Records:
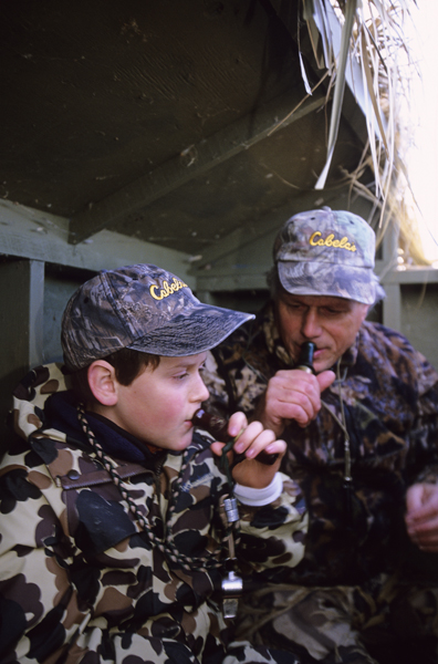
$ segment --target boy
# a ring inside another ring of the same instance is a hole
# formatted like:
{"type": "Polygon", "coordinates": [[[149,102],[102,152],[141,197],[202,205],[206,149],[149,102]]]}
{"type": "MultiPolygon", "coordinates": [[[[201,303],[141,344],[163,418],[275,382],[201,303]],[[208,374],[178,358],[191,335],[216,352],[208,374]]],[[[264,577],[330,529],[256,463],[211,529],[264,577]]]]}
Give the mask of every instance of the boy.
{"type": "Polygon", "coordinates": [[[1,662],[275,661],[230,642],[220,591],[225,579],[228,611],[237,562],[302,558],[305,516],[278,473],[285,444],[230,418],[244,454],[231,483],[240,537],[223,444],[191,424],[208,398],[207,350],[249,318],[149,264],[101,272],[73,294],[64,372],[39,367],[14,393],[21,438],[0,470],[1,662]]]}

* Task to complete: Write out every line of the data above again, leaving out the pictures, and shift each coordinate in the answers by adding 73 to it.

* Exercise output:
$ segment --target boy
# a ring inside another ring of the same instance is a hole
# formatted like:
{"type": "Polygon", "coordinates": [[[149,102],[102,152],[141,197],[202,205],[206,149],[149,102]]]}
{"type": "MultiPolygon", "coordinates": [[[[201,303],[141,344],[163,418],[275,382],[201,303]],[[208,374],[178,358],[191,335],[216,352],[208,374]]],[[[264,577],[330,529],[256,463],[211,529],[264,577]]]]}
Give the mask of every instance of the boy.
{"type": "Polygon", "coordinates": [[[74,735],[348,734],[303,715],[293,664],[298,652],[301,684],[310,635],[375,631],[378,589],[351,546],[358,517],[303,491],[317,527],[304,556],[313,610],[296,517],[264,497],[281,471],[280,423],[322,391],[222,337],[174,345],[146,367],[137,445],[112,440],[87,466],[94,511],[73,543],[74,735]]]}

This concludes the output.